SELECTED EXTRACT –
• • • •

The Many Labels on Egg Cartons
by Maureen Wise, on November 6, 2023
Eggs are such a fantastic food. They can be scrambled, poached, fried, cooked into a hash, made into an omelet, prepared into eggs benedict or a souffle, and so much more. Eggs are often an easy first protein for babies (beyond cheese and breastmilk or formula), beloved by vegetarians, and cook up in just minutes. They’re needed for delectable desserts such as cakes and cookies, as well as meringue pies. Plus, eggs are the base of mayonnaise, an addition to lasagna, a staple in fried rice, making them a great fit for a myriad of meals. Many people keep their own chickens, so you can often find fresh eggs in your local community. If you’re buying eggs at the grocery store though, there is a lot of terminology that isn’t quite straightforward. Let’s dig into what some of these labels mean.

• • • •

RAW DATA –
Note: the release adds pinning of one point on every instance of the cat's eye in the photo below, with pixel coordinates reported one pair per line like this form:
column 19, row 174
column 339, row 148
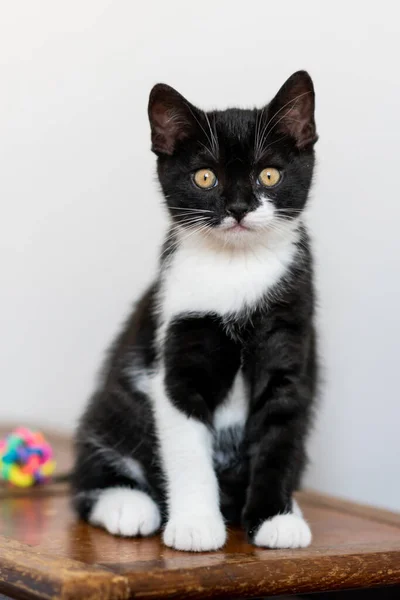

• • • •

TASK INSTRUCTIONS –
- a) In the article on egg carton labels, what dish is egg called a staple in?
- b) Continue the article on egg carton labels, picking up right after its final sentence.

ANSWERS PROVIDED –
- a) Fried rice.

- b)
Where The Chickens Live
There are a few labels that relate to the amount of space that chickens occupy and the conditions where they spend their egg-laying days.
You’ll never see this label on an egg carton, but you’ll know conventional eggs by their styrofoam carton and cheap price. Heartbreakingly, and most often, these egg-laying chickens are kept in wire cages with wire floors stacked on top of each other. These cages do not offer enough space for the chickens to spread their wings. Sometimes, there’s one hen per cage, sometimes more.
When an egg carton label says that their chickens are “Cage-Free,” it means that they are not kept in cages but instead are in large open barns with thousands of other chickens. They can move around and spread their wings but are still very crowded by the other birds and do not have access to the outdoors.
Egg carton labels with the words free range don’t always mean the same thing. What it definitely does mean is that the chickens can have the opportunity to go outside. But do they actually go outside? Not always.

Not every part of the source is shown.